WORK TO COMPLETE: Write the next part of the article on the Guthrie's staging of Murder on the Orient Express, starting after the Ludwig quote that ends the last paragraph.

PROVIDED PASSAGE:
*** Begin section ***

A Word In Edgewise: Orient Express Boarding Now at the Guthrie

When the Agatha Christie Estate offered playwright Ken Ludwig carte blanche to adapt a novel for the stage, he chose 1934’s Murder on the Orient Express. Christie herself was a dab hand at theater, penning Witness for the Prosecution, Ten Little Indians, and, of course, The Mousetrap which opened in 1947 and played–with a hiatus for Covid19– until, well…tonight.

But nor is Ludwig a novice, having written some 32 plays and musicals, doting on mystery and comedy, including his Baskerville: A Sherlock Holmes Mystery, and The Game’s Afoot or, Holmes for the Holidays.

“I think the genres of comedy and mystery have a lot in common,” Ludwig explained in a 2017 New York Times interview. “Both start with the puzzle assembled, and suddenly the pieces are taken apart and thrown into the air. And then they finally come down, and all is well.”

*** End section ***

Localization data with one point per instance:
*** Begin section ***

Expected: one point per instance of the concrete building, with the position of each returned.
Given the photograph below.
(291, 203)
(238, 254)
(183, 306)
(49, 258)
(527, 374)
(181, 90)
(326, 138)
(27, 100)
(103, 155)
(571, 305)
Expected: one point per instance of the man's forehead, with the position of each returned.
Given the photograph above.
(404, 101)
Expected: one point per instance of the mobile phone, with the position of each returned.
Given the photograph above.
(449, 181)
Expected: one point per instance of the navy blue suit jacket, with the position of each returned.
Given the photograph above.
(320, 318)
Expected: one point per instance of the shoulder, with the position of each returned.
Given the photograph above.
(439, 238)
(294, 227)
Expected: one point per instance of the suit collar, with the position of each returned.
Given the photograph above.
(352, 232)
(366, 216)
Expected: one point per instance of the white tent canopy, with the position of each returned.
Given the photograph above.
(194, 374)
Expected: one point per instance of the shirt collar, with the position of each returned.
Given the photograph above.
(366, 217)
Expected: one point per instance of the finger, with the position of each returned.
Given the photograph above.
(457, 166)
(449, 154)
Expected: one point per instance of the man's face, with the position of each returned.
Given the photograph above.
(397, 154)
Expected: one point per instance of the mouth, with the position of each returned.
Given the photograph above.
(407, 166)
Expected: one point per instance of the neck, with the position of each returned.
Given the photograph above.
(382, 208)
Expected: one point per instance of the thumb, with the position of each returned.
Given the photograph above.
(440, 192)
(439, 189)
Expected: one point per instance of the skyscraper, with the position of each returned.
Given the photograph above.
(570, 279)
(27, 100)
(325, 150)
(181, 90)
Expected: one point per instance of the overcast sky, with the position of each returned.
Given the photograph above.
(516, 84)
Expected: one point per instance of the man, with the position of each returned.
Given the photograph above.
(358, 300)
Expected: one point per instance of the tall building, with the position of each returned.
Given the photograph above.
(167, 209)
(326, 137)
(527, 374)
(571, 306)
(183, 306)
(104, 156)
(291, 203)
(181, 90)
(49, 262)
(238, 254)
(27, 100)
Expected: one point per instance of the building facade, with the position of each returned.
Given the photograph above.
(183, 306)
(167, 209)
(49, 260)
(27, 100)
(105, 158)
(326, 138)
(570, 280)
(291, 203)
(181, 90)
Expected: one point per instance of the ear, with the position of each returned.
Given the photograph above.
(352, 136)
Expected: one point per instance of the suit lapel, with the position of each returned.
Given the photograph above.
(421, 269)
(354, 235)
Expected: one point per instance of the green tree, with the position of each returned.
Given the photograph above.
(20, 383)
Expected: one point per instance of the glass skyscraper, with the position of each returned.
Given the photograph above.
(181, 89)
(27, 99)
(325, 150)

*** End section ***

ANSWER TO THIS EXERCISE:
Of course, from a full-fledged novel to a two-hour drama, there must be elisions and compressions; the novel’s original twelve suspects have been winnowed to eight, a main premise upon which the plot rides has been presented in shadows and cries before the curtain rises, and more humor and wordplay injected overall, in part, Ludwig’s usual choice, in part to keep the characters, unlike the train, steaming ahead, attempting to seduce Hercule Poirot from his suspicion that something’s not quite right with this disparate crew ‘happening’ to be traveling together on the Istanbul train off season, in the dead of winter.

Why a haughty Russian Princess, a nondescript Swedish missionary, a Countess, a governess returning from Baghdad, an unpleasant American businessman and his secretary, a Colonel, and a frisky grandmother “from the beautiful garden state of Minnesota”? None of whom admit any knowledge or connection with the others.

Christie took as her sources the tragic abduction and murder of the Lindberg child, adroitly melded to events in 1929 when the Orient Express was trapped in a blizzard and her own trial by heavy flooding. Then, a matter of sorting the details, fleshing out the suspects, and calling in Poirot.

They’re barely underway when heavy snows stop the train in its tracks, the unpleasant businessman is found dead–pierced by eight stab wounds. Poirot is not happy to discover a plethora of clues, including witnesses to a second uniformed porter, of whom no trace can be found.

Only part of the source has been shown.